You could at least do a Christmas dessert like a Christmas pudding or mince pies... (keep a French buche handy too just in case!)

anna2-74619 1195029899

Hmmm maby...any idea where I can pick up a veggie Christmas pud in Paris???

mossie-74765 1195033280

I can send you a recipe for one if you like. I make it every year, it is dead easy, light and citrussy as I don't like the traditional dark ones. It is always a hit with visitors and I now have to make (and send) ones to the mother in law and former neighbour.


camille-72237 1195035481

Please email me a dopy of that recipe mossie!

bb-73099 1195457439

me too please mossie - that pud recipe sounds grand

LizzyB-75246 1195498773

Could you post the recipe on this forum as I too am a vegetarian interested in a suet free pud!

Dataset excerpts on object pointing:
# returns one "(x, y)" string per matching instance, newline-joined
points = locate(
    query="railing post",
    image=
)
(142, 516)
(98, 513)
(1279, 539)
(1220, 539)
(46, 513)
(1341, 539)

* * *

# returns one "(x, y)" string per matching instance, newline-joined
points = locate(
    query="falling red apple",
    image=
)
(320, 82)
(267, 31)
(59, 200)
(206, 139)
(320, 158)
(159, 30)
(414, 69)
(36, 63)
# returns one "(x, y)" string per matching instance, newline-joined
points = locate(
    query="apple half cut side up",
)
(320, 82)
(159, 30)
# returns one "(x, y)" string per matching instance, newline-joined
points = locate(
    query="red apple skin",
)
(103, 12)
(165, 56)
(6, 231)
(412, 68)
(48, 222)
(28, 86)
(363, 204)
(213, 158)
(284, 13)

* * *

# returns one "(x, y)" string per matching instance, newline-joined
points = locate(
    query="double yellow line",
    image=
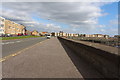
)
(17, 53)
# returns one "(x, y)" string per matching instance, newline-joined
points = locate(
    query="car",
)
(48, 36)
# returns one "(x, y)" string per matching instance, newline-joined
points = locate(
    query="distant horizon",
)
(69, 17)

▸ **Problem to solve**
Please rewrite the paragraph in the Christmas pudding thread that begins "I can send you a recipe" as a shorter version that keeps its main facts. This material has no connection to the text.

▸ **Worked answer**
The writer offers to send a recipe for a pudding they make every year. It is very easy, light and citrusy, since they dislike the traditional dark kind. Visitors always love it, and they now make and send one to their mother-in-law and a former neighbor.